Exercise brief:
Copy out every line of the records below that contains the word "pedestrian", matching its case exactly.

# start of Data for this exercise

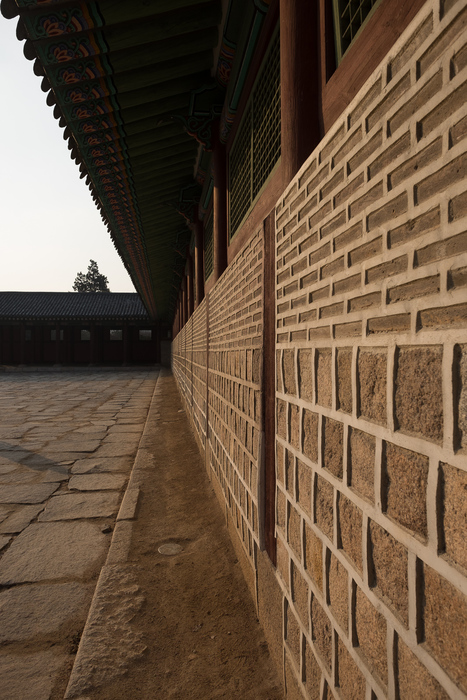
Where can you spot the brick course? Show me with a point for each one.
(371, 377)
(383, 263)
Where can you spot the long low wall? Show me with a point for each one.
(371, 397)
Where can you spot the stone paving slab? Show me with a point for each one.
(97, 482)
(30, 493)
(76, 506)
(44, 609)
(46, 551)
(59, 500)
(20, 519)
(30, 677)
(102, 464)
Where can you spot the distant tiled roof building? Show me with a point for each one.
(67, 306)
(97, 328)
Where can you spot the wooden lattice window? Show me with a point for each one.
(208, 248)
(349, 18)
(257, 146)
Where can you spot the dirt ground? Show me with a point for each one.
(193, 612)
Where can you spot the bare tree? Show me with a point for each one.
(92, 281)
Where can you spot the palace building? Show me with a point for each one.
(285, 182)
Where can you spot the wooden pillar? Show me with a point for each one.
(189, 285)
(22, 343)
(219, 203)
(199, 262)
(183, 301)
(268, 393)
(126, 343)
(57, 344)
(92, 343)
(300, 83)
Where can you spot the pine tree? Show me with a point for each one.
(92, 281)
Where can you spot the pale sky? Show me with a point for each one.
(49, 225)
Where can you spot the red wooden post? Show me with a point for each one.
(300, 83)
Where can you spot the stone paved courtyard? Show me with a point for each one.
(67, 445)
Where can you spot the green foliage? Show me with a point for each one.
(92, 281)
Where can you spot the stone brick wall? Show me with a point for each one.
(235, 383)
(371, 377)
(189, 364)
(371, 396)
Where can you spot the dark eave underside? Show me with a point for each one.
(120, 76)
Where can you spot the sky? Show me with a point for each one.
(49, 226)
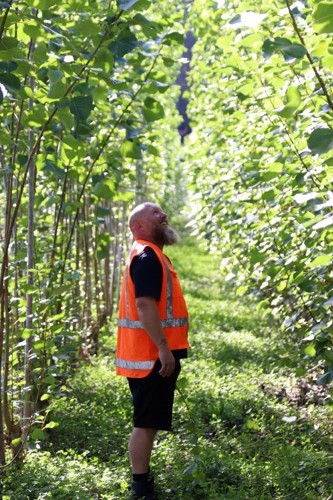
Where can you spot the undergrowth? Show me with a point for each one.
(244, 426)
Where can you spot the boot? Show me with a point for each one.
(144, 489)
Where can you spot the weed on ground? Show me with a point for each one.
(244, 426)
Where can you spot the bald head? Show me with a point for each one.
(139, 214)
(149, 222)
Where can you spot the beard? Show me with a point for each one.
(166, 235)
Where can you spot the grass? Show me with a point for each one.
(244, 426)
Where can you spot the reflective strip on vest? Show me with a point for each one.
(170, 321)
(166, 323)
(135, 365)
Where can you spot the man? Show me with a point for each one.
(152, 336)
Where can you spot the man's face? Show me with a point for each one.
(158, 227)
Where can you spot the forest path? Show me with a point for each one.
(244, 426)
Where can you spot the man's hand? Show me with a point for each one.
(167, 361)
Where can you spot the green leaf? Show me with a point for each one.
(322, 260)
(175, 36)
(131, 149)
(310, 349)
(81, 107)
(51, 425)
(38, 435)
(321, 140)
(124, 44)
(293, 102)
(327, 378)
(16, 442)
(43, 4)
(7, 66)
(45, 396)
(55, 75)
(323, 16)
(126, 4)
(288, 49)
(153, 110)
(11, 82)
(104, 189)
(7, 43)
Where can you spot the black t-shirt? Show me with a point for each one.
(147, 275)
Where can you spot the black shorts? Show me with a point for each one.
(153, 398)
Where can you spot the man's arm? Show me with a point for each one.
(149, 317)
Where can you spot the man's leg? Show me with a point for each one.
(140, 447)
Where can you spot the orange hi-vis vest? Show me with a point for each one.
(136, 353)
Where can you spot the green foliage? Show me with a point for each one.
(244, 427)
(78, 85)
(260, 158)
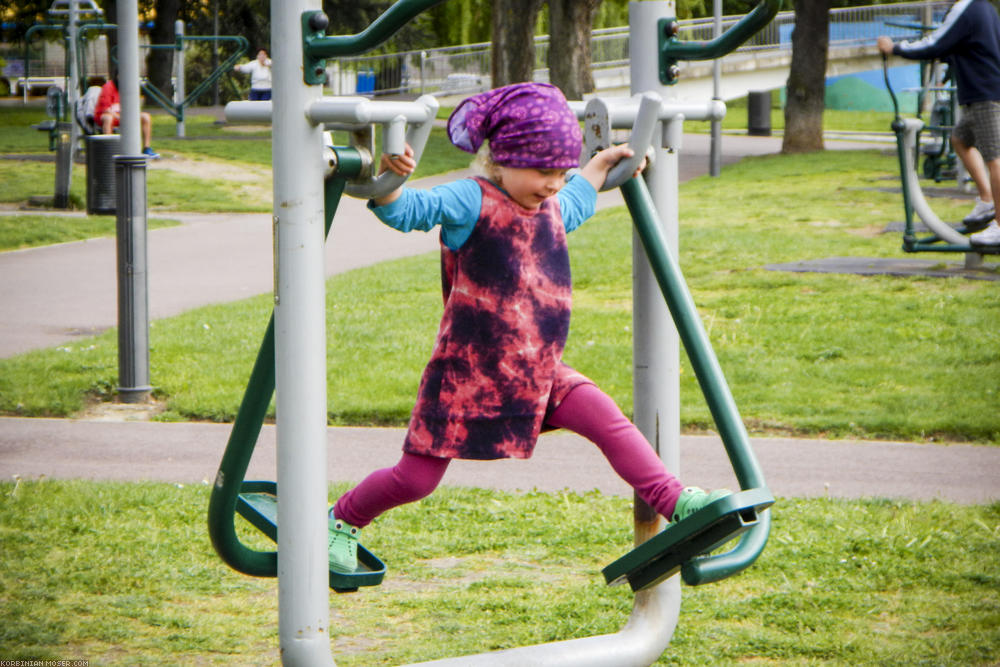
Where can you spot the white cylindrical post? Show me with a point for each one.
(128, 76)
(656, 355)
(715, 157)
(300, 349)
(656, 361)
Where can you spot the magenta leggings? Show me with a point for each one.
(586, 410)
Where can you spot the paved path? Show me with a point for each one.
(189, 453)
(55, 294)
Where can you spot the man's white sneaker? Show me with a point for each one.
(989, 236)
(981, 214)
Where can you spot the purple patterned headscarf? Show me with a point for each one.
(527, 124)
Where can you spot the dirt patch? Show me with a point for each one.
(121, 412)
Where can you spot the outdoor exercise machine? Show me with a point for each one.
(309, 178)
(64, 133)
(944, 237)
(687, 545)
(182, 100)
(940, 161)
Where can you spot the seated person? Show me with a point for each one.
(107, 114)
(88, 103)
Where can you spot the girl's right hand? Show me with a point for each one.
(402, 165)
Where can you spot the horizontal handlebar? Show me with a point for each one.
(673, 49)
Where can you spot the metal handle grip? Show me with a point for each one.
(599, 118)
(417, 117)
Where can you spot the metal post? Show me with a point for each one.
(64, 163)
(72, 96)
(128, 75)
(133, 280)
(179, 89)
(130, 177)
(715, 157)
(300, 349)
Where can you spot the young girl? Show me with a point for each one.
(496, 377)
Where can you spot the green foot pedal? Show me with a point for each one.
(258, 504)
(707, 529)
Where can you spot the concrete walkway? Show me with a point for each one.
(54, 295)
(189, 453)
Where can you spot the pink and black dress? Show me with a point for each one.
(496, 368)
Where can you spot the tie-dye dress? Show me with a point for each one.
(496, 368)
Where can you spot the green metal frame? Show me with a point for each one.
(673, 49)
(912, 243)
(229, 481)
(177, 109)
(709, 568)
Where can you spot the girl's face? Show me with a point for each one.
(529, 187)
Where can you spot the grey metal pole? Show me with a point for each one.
(300, 349)
(130, 177)
(715, 156)
(133, 280)
(656, 358)
(64, 160)
(179, 88)
(128, 76)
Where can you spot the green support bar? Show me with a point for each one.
(720, 401)
(317, 46)
(250, 418)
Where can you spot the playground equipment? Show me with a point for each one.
(310, 177)
(945, 237)
(939, 158)
(175, 107)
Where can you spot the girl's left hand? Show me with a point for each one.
(402, 165)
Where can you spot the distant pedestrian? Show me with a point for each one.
(969, 41)
(107, 115)
(260, 76)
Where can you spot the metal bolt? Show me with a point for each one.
(319, 22)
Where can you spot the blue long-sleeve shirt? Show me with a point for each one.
(969, 39)
(456, 206)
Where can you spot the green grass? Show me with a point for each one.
(813, 354)
(124, 574)
(27, 231)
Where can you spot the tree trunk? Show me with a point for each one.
(806, 84)
(160, 62)
(513, 51)
(570, 25)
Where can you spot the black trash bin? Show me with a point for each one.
(102, 195)
(759, 113)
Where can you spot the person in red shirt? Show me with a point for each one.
(107, 115)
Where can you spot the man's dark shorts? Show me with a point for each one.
(979, 126)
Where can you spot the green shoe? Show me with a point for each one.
(693, 499)
(342, 541)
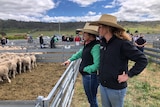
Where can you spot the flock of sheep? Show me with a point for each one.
(12, 64)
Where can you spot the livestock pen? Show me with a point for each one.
(61, 94)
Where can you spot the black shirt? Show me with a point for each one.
(114, 57)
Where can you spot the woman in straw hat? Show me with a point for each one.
(90, 62)
(115, 51)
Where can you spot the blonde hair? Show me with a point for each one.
(120, 33)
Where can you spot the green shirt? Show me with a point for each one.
(95, 52)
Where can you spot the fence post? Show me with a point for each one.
(39, 101)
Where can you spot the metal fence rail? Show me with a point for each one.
(153, 54)
(62, 92)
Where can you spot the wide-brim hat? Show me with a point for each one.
(90, 29)
(108, 20)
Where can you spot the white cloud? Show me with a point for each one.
(90, 13)
(84, 3)
(138, 10)
(36, 10)
(26, 10)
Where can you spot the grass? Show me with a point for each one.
(143, 90)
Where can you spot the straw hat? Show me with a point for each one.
(108, 20)
(90, 29)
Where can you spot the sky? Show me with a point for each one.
(79, 10)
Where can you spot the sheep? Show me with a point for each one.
(33, 61)
(26, 63)
(11, 67)
(4, 73)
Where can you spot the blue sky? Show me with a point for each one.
(79, 10)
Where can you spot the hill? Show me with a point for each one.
(13, 26)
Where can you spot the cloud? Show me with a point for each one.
(26, 10)
(84, 3)
(37, 10)
(90, 13)
(138, 10)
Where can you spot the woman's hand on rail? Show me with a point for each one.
(66, 62)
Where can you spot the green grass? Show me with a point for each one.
(143, 90)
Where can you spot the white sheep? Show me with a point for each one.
(4, 73)
(26, 63)
(33, 60)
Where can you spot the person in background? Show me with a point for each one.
(89, 63)
(77, 39)
(115, 52)
(41, 41)
(54, 39)
(140, 42)
(3, 41)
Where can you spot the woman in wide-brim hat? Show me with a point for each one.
(89, 63)
(115, 52)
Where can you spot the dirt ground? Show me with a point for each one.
(29, 85)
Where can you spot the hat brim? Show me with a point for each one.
(90, 31)
(107, 23)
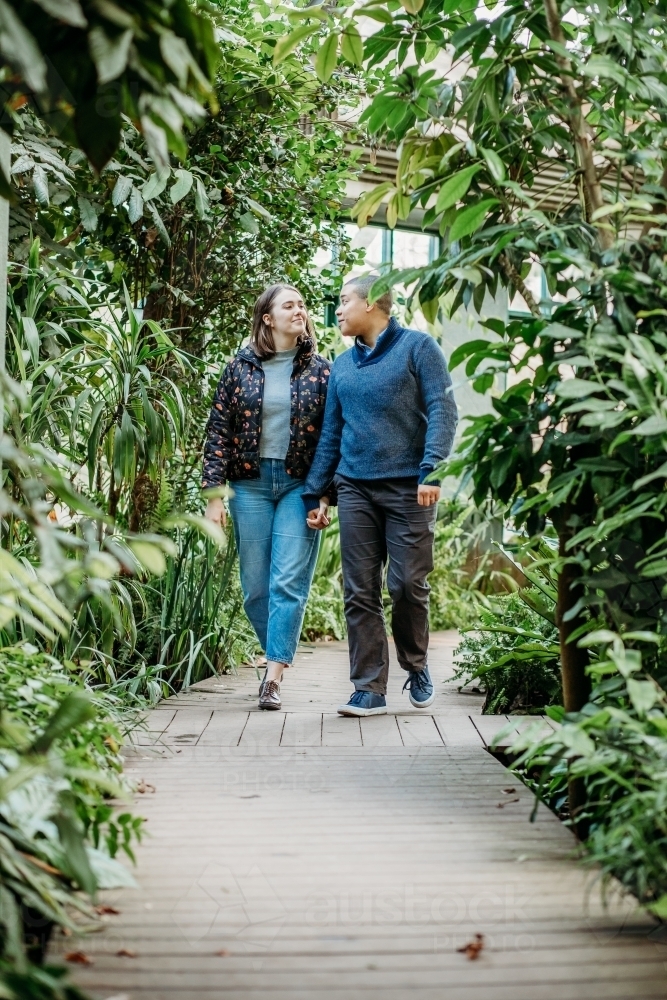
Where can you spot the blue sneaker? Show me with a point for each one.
(420, 688)
(365, 703)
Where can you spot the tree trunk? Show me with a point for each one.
(574, 660)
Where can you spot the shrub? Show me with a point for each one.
(514, 652)
(617, 747)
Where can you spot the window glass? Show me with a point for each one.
(411, 249)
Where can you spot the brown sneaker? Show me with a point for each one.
(269, 696)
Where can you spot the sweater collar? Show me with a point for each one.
(385, 342)
(304, 354)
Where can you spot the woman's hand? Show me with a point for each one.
(215, 511)
(317, 518)
(427, 495)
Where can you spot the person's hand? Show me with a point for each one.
(215, 511)
(317, 518)
(427, 495)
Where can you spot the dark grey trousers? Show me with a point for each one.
(380, 519)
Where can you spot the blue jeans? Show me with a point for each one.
(277, 556)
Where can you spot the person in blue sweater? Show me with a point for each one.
(389, 421)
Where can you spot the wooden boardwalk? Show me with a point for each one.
(299, 855)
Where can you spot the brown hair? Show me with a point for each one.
(261, 338)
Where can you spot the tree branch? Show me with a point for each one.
(517, 281)
(577, 122)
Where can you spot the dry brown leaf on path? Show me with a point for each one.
(78, 958)
(472, 949)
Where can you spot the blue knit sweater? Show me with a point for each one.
(390, 413)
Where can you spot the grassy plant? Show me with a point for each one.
(195, 624)
(325, 614)
(514, 652)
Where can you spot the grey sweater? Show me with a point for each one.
(390, 413)
(274, 438)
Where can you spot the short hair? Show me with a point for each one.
(362, 287)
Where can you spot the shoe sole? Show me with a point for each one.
(422, 704)
(351, 710)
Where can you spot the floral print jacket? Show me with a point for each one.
(234, 428)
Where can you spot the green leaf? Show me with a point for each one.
(352, 47)
(74, 850)
(659, 908)
(121, 191)
(150, 556)
(576, 388)
(288, 43)
(455, 188)
(249, 223)
(653, 425)
(202, 205)
(155, 185)
(20, 48)
(109, 54)
(135, 206)
(76, 709)
(643, 695)
(184, 181)
(40, 183)
(494, 163)
(87, 213)
(67, 11)
(470, 219)
(31, 335)
(369, 203)
(327, 57)
(202, 524)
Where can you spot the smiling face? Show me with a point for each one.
(352, 313)
(288, 316)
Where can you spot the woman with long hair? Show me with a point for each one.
(261, 437)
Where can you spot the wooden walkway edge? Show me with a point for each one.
(303, 856)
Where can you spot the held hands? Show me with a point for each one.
(427, 495)
(215, 511)
(317, 518)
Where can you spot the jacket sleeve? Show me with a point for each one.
(218, 434)
(319, 479)
(441, 413)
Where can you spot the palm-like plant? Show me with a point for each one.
(137, 414)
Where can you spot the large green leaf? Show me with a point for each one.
(289, 42)
(455, 188)
(184, 181)
(470, 219)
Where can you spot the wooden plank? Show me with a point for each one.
(419, 731)
(380, 731)
(265, 902)
(157, 720)
(187, 726)
(488, 727)
(263, 729)
(302, 730)
(457, 729)
(339, 731)
(224, 729)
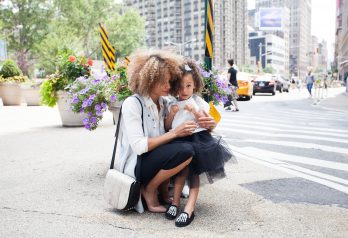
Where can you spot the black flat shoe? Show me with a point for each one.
(172, 212)
(184, 219)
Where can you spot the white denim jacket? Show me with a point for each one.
(131, 139)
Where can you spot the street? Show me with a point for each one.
(291, 179)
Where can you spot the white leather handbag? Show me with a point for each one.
(122, 191)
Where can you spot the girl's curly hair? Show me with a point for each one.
(147, 68)
(196, 75)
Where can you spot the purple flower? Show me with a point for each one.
(93, 120)
(96, 81)
(206, 74)
(113, 98)
(75, 99)
(84, 91)
(92, 97)
(85, 121)
(97, 107)
(84, 103)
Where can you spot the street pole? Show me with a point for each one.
(260, 54)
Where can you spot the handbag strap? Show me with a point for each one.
(116, 139)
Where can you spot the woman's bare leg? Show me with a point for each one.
(193, 195)
(178, 185)
(163, 189)
(150, 191)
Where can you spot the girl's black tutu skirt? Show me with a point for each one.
(211, 154)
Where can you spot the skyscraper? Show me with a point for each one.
(299, 32)
(181, 23)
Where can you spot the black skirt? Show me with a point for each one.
(164, 157)
(211, 153)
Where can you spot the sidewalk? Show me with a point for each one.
(339, 102)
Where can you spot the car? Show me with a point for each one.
(245, 85)
(264, 84)
(282, 83)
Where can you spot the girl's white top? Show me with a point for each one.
(184, 115)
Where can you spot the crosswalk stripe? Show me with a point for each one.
(221, 129)
(275, 165)
(300, 145)
(256, 152)
(224, 124)
(279, 124)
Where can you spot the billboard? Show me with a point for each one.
(271, 19)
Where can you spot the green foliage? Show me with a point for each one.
(10, 69)
(269, 70)
(120, 84)
(48, 91)
(25, 25)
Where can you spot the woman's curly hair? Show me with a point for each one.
(196, 75)
(147, 68)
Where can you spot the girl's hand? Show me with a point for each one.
(207, 121)
(185, 129)
(174, 109)
(190, 108)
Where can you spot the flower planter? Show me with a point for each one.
(115, 107)
(69, 118)
(11, 94)
(31, 95)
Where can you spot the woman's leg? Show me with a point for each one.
(178, 185)
(193, 195)
(150, 191)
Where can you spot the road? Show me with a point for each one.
(289, 133)
(290, 180)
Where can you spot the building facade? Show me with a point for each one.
(270, 51)
(299, 32)
(341, 41)
(180, 24)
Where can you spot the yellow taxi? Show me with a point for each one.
(245, 84)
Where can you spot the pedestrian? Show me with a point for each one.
(310, 80)
(149, 74)
(210, 152)
(298, 84)
(233, 83)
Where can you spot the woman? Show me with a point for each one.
(149, 74)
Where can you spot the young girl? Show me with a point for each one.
(211, 152)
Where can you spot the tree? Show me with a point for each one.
(81, 17)
(25, 25)
(127, 31)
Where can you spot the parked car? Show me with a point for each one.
(264, 84)
(245, 84)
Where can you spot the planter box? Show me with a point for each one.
(11, 94)
(31, 95)
(115, 109)
(69, 118)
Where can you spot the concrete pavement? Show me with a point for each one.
(52, 181)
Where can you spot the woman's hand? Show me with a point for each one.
(185, 129)
(207, 121)
(174, 109)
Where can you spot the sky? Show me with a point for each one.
(323, 21)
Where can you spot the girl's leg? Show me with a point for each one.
(150, 191)
(194, 190)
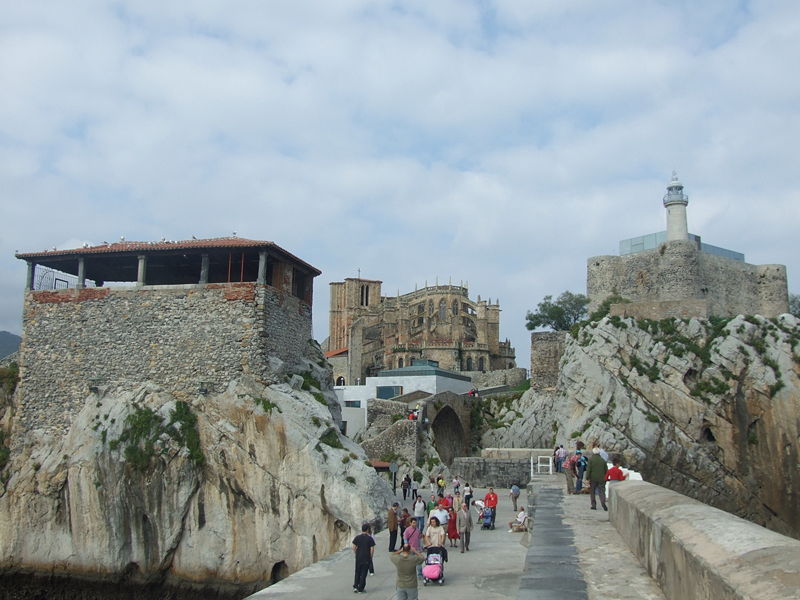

# end of Data for this exercise

Task result:
Where can you spot the distant pedestrian? Show me with a point for each one.
Where can you spot the pedestrian? Show me with a point for each one.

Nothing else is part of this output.